- What you will do:
- a) In the excerpt on company valuation, swap "earnings per share" for "book value per share" and write out the passage starting at "The authors argue" and ending at "in the future.".
- b) According to the excerpt on company valuation, for whom was the book originally written as a handbook?

- Excerpted text:
The authors argue that too many investors are using the wrong yardstick by focusing on earnings per share. In practice, “expected cash flows, discounted at the cost of capital, drive value,” the authors explain. What’s more, “the stock market isn’t easily fooled when companies undertake actions to increase reported accounting profits without increasing cash flows.” Indeed, rising accruals typically indicate that the company will post lower earnings in the future.

The book, originally written as a handbook for McKinsey & Company consultants, offers a how-to guide to valuation. The heart of the book is a series of step-by-step methods for calculating value using enterprise discounted cash flow (DCF) and discounted economic profit approaches. The authors assert that “a good analyst will focus on the key drivers of value: return on invested capital, revenue growth, and free cash flow.” Analysts should be ready to dig into the footnotes in order to “reorganize each financial statement into three categories: operating items, nonoperating items, and sources of finance.” Where can this ideal analyst be found? Detailed work on the scale described requires time and judgment. The authors cite the example of Maverick Capital as practitioners: They hold only five positions per investment professional, many of whom have covered the same industry for more than a decade.

- Provided material:
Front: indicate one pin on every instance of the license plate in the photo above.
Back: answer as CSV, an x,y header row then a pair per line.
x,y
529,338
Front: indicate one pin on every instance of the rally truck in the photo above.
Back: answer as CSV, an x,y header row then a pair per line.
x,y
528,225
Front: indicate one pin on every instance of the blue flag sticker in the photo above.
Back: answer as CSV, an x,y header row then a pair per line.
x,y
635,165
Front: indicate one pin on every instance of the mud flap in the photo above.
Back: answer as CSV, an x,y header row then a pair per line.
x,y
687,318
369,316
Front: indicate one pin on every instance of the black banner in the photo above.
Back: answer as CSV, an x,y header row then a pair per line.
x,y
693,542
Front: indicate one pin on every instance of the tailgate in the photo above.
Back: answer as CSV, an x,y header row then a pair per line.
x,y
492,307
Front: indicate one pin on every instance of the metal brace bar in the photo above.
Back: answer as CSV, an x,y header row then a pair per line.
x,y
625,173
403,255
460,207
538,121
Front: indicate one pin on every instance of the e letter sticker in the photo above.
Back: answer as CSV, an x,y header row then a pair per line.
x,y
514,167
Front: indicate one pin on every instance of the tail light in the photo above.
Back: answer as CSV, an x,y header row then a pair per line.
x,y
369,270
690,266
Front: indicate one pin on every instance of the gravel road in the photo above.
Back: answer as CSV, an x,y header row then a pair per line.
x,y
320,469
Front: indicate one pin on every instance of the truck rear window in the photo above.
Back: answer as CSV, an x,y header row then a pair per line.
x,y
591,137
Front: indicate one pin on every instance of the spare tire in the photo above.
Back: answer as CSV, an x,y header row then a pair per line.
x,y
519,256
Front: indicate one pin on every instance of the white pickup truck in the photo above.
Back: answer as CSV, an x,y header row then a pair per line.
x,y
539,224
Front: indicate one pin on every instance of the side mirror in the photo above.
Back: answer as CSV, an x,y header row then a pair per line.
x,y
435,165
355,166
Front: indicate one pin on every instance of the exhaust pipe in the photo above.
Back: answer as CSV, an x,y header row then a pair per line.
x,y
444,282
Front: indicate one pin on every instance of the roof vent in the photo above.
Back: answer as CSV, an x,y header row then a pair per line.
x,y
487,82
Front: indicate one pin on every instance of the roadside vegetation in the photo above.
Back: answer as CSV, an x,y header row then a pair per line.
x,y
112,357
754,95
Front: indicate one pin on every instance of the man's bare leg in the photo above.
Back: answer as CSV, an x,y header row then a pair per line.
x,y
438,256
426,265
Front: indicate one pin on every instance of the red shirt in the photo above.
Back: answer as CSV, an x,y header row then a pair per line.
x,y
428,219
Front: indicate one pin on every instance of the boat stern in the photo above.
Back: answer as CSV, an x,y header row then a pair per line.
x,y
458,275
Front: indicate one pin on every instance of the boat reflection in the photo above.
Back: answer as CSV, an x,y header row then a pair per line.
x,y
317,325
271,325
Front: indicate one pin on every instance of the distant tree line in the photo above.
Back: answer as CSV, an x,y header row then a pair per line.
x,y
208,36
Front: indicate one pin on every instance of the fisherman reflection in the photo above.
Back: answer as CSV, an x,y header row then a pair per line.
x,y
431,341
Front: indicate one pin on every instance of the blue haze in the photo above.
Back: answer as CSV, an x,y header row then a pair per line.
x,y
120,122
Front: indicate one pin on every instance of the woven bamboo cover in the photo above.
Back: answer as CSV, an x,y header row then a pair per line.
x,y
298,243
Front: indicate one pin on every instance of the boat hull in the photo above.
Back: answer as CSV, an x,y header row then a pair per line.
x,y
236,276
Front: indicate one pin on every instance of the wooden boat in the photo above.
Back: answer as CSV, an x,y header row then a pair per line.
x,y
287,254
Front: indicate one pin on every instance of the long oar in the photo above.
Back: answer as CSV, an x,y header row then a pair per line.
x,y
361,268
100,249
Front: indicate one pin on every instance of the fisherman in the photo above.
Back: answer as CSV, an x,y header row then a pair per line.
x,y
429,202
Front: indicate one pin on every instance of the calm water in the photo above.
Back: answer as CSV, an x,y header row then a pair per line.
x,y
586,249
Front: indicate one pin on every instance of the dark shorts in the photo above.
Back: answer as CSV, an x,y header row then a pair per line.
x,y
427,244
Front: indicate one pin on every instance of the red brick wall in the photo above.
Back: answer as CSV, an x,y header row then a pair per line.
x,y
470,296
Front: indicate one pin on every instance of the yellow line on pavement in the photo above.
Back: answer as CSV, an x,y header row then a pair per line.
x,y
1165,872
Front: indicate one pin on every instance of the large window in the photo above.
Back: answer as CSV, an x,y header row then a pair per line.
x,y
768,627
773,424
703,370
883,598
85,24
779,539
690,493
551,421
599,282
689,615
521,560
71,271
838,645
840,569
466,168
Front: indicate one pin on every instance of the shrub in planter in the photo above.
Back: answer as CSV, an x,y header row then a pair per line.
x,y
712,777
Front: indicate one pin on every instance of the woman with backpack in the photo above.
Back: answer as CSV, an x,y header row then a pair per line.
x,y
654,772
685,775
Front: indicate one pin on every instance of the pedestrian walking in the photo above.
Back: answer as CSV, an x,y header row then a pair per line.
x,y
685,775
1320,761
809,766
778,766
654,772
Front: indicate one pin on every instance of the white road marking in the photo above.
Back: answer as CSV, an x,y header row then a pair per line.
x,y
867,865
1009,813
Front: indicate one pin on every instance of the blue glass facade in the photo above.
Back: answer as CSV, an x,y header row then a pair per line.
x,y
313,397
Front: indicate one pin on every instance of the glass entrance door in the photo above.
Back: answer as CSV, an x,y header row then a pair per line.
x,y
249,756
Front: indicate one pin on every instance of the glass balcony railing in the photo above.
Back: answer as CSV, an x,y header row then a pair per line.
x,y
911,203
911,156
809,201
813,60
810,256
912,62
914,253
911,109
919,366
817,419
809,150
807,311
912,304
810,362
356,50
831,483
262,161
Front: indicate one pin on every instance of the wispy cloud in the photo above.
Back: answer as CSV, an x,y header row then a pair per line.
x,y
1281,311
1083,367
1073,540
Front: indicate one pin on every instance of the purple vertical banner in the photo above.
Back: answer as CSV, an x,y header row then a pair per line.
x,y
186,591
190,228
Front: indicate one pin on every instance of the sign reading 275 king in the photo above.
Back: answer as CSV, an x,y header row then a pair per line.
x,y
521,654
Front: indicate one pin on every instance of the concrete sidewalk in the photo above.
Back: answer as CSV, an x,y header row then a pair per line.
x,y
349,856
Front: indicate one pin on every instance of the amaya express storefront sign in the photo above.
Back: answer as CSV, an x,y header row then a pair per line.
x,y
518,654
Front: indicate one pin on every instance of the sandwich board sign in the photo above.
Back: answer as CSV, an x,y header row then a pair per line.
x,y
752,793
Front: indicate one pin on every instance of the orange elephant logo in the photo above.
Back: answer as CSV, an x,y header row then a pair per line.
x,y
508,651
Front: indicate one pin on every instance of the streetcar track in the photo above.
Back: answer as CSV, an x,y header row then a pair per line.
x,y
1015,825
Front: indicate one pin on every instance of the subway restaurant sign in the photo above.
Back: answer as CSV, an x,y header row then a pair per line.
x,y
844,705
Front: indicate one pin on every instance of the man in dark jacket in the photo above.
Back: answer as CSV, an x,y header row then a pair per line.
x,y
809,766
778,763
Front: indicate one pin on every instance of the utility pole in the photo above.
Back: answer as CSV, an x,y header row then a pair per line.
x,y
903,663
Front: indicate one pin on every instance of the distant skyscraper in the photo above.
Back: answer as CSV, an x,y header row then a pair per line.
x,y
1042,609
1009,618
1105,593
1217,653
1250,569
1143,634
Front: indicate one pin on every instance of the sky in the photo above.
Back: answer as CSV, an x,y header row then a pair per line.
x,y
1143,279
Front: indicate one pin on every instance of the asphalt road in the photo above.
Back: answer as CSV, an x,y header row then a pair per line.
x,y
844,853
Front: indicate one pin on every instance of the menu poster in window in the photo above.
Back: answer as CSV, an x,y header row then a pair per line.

- Answers below:
- a)
The authors argue that too many investors are using the wrong yardstick by focusing on book value per share. In practice, “expected cash flows, discounted at the cost of capital, drive value,” the authors explain. What’s more, “the stock market isn’t easily fooled when companies undertake actions to increase reported accounting profits without increasing cash flows.” Indeed, rising accruals typically indicate that the company will post lower earnings in the future.

- b) McKinsey & Company consultants.